Prompt:
Rewrite all of the rows below as a numbered list, one line per number, dropping any blank lines. Leave the pictures out.

** START OF Stored data **

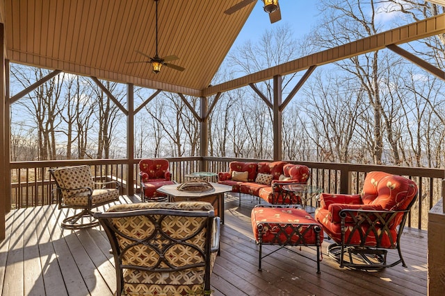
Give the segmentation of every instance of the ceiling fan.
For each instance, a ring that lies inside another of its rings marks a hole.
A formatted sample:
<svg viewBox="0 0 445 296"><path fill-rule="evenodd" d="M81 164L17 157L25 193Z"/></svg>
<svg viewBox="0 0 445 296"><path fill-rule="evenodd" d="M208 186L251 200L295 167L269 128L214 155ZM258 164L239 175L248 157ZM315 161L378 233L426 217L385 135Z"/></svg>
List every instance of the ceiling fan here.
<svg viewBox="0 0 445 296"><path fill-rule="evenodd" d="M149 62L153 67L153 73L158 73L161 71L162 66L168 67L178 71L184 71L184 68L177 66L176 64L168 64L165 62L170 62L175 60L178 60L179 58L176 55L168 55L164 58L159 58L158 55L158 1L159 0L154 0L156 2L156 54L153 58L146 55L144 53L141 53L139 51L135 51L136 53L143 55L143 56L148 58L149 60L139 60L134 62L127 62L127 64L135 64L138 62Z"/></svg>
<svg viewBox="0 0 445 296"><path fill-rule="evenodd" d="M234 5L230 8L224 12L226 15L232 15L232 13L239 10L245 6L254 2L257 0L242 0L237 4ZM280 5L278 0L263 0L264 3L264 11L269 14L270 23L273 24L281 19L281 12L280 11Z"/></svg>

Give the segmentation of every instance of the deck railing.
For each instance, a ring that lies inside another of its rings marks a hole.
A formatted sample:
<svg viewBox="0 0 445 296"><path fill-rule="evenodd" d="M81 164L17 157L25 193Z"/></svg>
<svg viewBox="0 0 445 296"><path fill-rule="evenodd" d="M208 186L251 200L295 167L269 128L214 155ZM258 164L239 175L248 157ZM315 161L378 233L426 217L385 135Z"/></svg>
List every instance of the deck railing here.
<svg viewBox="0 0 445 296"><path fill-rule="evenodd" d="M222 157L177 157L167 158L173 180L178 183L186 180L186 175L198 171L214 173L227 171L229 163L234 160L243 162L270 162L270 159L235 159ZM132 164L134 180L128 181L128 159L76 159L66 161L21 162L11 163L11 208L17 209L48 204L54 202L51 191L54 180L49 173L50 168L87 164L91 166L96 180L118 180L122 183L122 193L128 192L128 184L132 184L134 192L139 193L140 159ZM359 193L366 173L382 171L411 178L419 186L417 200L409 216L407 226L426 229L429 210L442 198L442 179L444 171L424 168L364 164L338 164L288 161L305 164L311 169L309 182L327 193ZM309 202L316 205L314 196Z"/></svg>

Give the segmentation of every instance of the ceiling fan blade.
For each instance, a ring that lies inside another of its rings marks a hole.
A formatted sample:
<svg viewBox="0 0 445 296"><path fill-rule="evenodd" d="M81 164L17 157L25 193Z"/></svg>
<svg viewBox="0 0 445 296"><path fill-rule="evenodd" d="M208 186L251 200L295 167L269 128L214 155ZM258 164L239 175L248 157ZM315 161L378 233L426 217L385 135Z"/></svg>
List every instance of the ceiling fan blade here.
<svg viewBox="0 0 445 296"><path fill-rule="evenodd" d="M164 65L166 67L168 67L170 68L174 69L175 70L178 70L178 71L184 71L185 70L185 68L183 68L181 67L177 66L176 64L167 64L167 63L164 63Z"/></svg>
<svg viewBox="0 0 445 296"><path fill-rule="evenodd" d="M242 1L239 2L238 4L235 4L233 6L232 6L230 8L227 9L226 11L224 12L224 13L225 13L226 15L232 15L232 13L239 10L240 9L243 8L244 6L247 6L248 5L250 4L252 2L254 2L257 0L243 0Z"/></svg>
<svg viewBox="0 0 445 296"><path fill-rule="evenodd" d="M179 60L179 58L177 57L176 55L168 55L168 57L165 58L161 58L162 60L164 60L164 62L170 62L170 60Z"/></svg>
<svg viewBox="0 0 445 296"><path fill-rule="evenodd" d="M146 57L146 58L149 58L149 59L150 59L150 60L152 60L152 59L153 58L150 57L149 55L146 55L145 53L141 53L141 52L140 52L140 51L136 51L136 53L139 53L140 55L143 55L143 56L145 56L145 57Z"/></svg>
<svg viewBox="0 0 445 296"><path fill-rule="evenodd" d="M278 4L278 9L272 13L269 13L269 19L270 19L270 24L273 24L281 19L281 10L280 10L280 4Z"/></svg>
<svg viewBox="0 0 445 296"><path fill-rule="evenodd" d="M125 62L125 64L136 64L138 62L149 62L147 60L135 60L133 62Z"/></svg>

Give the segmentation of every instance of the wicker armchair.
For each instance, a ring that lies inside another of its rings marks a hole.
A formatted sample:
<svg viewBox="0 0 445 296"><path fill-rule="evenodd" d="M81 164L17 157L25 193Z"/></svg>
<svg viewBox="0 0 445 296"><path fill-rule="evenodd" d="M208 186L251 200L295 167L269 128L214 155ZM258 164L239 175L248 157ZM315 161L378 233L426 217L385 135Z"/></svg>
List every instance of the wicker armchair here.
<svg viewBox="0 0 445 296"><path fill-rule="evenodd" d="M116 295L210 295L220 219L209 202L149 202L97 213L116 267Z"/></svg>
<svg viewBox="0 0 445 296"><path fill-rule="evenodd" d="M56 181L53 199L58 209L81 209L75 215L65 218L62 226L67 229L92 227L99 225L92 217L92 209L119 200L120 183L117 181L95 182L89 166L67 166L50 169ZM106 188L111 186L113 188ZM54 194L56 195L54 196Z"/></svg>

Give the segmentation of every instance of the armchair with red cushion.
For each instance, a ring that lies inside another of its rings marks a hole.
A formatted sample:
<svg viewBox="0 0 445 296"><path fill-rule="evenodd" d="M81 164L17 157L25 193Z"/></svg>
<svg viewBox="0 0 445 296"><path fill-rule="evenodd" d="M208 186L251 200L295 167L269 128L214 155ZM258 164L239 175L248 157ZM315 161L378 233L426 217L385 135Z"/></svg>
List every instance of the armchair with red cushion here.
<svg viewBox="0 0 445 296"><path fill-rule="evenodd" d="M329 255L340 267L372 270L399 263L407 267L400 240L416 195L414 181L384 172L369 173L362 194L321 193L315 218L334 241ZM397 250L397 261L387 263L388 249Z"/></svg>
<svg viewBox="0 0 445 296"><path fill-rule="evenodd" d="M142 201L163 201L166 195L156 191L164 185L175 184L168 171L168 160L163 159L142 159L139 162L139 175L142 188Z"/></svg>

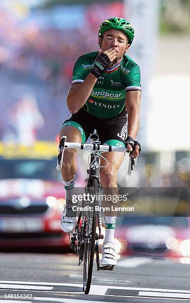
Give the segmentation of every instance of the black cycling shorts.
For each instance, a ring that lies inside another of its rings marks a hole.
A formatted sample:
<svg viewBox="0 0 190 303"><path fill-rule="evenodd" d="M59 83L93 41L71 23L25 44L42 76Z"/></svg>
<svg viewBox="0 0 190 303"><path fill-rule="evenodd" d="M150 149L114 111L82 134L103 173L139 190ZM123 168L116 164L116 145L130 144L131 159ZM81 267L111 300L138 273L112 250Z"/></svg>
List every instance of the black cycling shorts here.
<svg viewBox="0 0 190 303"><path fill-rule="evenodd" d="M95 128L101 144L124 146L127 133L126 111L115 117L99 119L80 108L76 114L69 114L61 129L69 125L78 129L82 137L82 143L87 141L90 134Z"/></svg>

** END OF Stored data **

Result of the exercise:
1. Give the segmentation of every instance of the ceiling fan.
2. For each instance, a ring that lies inside another of its rings marks a hole.
3. A formatted sample:
4. <svg viewBox="0 0 445 296"><path fill-rule="evenodd" d="M81 164L17 157L25 193Z"/></svg>
5. <svg viewBox="0 0 445 296"><path fill-rule="evenodd" d="M208 186L251 200L295 167L269 128L214 155ZM258 164L239 175L248 157ZM315 161L378 233L426 217L385 135Z"/></svg>
6. List every instance of the ceiling fan here.
7. <svg viewBox="0 0 445 296"><path fill-rule="evenodd" d="M149 62L153 67L153 73L158 73L161 71L162 66L168 67L178 71L184 71L184 68L177 66L176 64L168 64L165 62L170 62L175 60L178 60L179 58L176 55L168 55L164 58L159 58L158 55L158 1L159 0L154 0L156 2L156 54L153 58L146 55L144 53L141 53L139 51L135 51L136 53L143 55L143 56L148 58L149 60L139 60L134 62L127 62L127 64L135 64L138 62Z"/></svg>
8. <svg viewBox="0 0 445 296"><path fill-rule="evenodd" d="M234 5L230 8L224 12L226 15L232 15L232 13L239 10L245 6L254 2L257 0L242 0L237 4ZM280 5L278 0L263 0L264 3L264 11L269 14L270 23L273 24L281 19L281 12L280 11Z"/></svg>
9. Give the segmentation of every instance of the deck railing.
10. For each instance, a ring that lies inside another of its rings marks a hole.
11. A formatted sample:
12. <svg viewBox="0 0 445 296"><path fill-rule="evenodd" d="M81 164L17 157L25 193Z"/></svg>
13. <svg viewBox="0 0 445 296"><path fill-rule="evenodd" d="M208 186L251 200L295 167L269 128L214 155ZM258 164L239 175L248 157ZM315 161L378 233L426 217L385 135Z"/></svg>
14. List every instance of the deck railing here.
15. <svg viewBox="0 0 445 296"><path fill-rule="evenodd" d="M222 157L177 157L167 158L173 180L178 183L186 180L186 175L198 171L214 173L227 171L229 163L234 160L243 162L270 162L270 159L235 159ZM132 164L134 180L128 181L128 159L76 159L66 161L21 162L11 163L11 208L17 209L48 204L54 202L51 191L54 180L49 173L50 168L87 164L91 166L96 180L118 180L122 183L122 193L128 192L128 184L132 184L134 192L139 193L140 159ZM359 193L366 173L382 171L411 178L419 186L417 200L409 216L407 226L426 229L429 210L442 198L442 179L444 171L424 168L364 164L338 164L288 161L305 164L311 169L309 182L327 193ZM309 202L316 205L314 196Z"/></svg>
16. Give the segmentation of every instance of the ceiling fan blade.
17. For each instance, a ring that lies inside another of its rings marks a hole.
18. A formatted sample:
19. <svg viewBox="0 0 445 296"><path fill-rule="evenodd" d="M81 164L17 157L25 193Z"/></svg>
20. <svg viewBox="0 0 445 296"><path fill-rule="evenodd" d="M208 186L251 200L295 167L269 128L214 155ZM258 164L239 175L248 157ZM315 161L378 233L426 217L385 135Z"/></svg>
21. List every instance of the ceiling fan blade here.
22. <svg viewBox="0 0 445 296"><path fill-rule="evenodd" d="M164 65L166 67L168 67L170 68L174 69L175 70L178 70L178 71L184 71L185 70L185 68L183 68L181 67L177 66L176 64L167 64L167 63L164 63Z"/></svg>
23. <svg viewBox="0 0 445 296"><path fill-rule="evenodd" d="M242 1L239 2L238 4L235 4L233 6L232 6L230 8L227 9L226 11L224 12L224 13L225 13L226 15L232 15L232 13L239 10L240 9L243 8L244 6L247 6L248 5L250 4L252 2L254 2L257 0L243 0Z"/></svg>
24. <svg viewBox="0 0 445 296"><path fill-rule="evenodd" d="M179 60L179 58L177 57L176 55L168 55L168 57L165 58L161 58L162 60L164 60L164 62L170 62L170 60Z"/></svg>
25. <svg viewBox="0 0 445 296"><path fill-rule="evenodd" d="M146 57L146 58L149 58L149 59L150 59L150 60L152 60L152 59L153 58L150 57L149 55L146 55L145 53L141 53L141 52L140 52L140 51L136 51L136 53L139 53L140 55L143 55L143 56L145 56L145 57Z"/></svg>
26. <svg viewBox="0 0 445 296"><path fill-rule="evenodd" d="M278 4L278 9L272 13L269 13L269 19L270 19L270 24L273 24L281 19L281 10L280 10L280 4Z"/></svg>
27. <svg viewBox="0 0 445 296"><path fill-rule="evenodd" d="M125 62L125 64L136 64L138 62L149 62L147 60L135 60L133 62Z"/></svg>
28. Give the segmentation of every instance of the wicker armchair.
29. For each instance, a ring that lies inside another of its rings marks a hole.
30. A formatted sample:
31. <svg viewBox="0 0 445 296"><path fill-rule="evenodd" d="M81 164L17 157L25 193Z"/></svg>
32. <svg viewBox="0 0 445 296"><path fill-rule="evenodd" d="M208 186L251 200L295 167L269 128L214 155ZM258 164L239 175L248 157ZM315 161L378 233L426 217L385 135Z"/></svg>
33. List every instance of the wicker armchair here.
34. <svg viewBox="0 0 445 296"><path fill-rule="evenodd" d="M116 295L210 295L220 219L209 202L149 202L97 213L116 267Z"/></svg>
35. <svg viewBox="0 0 445 296"><path fill-rule="evenodd" d="M56 181L53 199L58 209L81 209L75 215L65 218L62 226L67 229L92 227L99 225L92 217L92 209L119 200L120 183L117 181L95 182L89 166L67 166L50 169ZM106 188L111 186L113 188ZM54 194L56 195L54 196Z"/></svg>
36. Give the segmentation of every instance of the armchair with red cushion.
37. For each instance, a ring that lies inside another of its rings marks a hole.
38. A formatted sample:
39. <svg viewBox="0 0 445 296"><path fill-rule="evenodd" d="M81 164L17 157L25 193Z"/></svg>
40. <svg viewBox="0 0 445 296"><path fill-rule="evenodd" d="M208 186L251 200L295 167L269 128L214 155ZM258 164L239 175L248 157ZM315 161L378 233L426 217L385 135Z"/></svg>
41. List every instance of the armchair with red cushion here.
42. <svg viewBox="0 0 445 296"><path fill-rule="evenodd" d="M329 255L340 267L372 270L399 263L407 267L400 240L416 195L414 181L384 172L369 173L362 194L321 193L315 218L334 241ZM397 250L397 261L387 263L388 249Z"/></svg>
43. <svg viewBox="0 0 445 296"><path fill-rule="evenodd" d="M142 201L163 201L166 195L156 191L164 185L175 184L168 171L168 160L163 159L142 159L139 162L139 175L142 188Z"/></svg>
44. Give the segmentation of every instance of the black cycling shorts.
45. For each instance, a ring that lies inside another of its rings marks a hole.
46. A formatted sample:
47. <svg viewBox="0 0 190 303"><path fill-rule="evenodd" d="M59 83L93 41L71 23L25 44L42 76Z"/></svg>
48. <svg viewBox="0 0 190 303"><path fill-rule="evenodd" d="M150 149L114 111L82 134L103 173L139 190ZM123 168L116 164L116 145L130 144L131 159ZM81 267L111 300L138 273L112 250Z"/></svg>
49. List every instance of the black cycling shorts here.
50. <svg viewBox="0 0 190 303"><path fill-rule="evenodd" d="M95 128L101 144L124 146L127 133L126 111L115 117L99 119L80 108L76 114L69 114L61 129L69 125L78 129L82 137L82 143L87 141L90 134Z"/></svg>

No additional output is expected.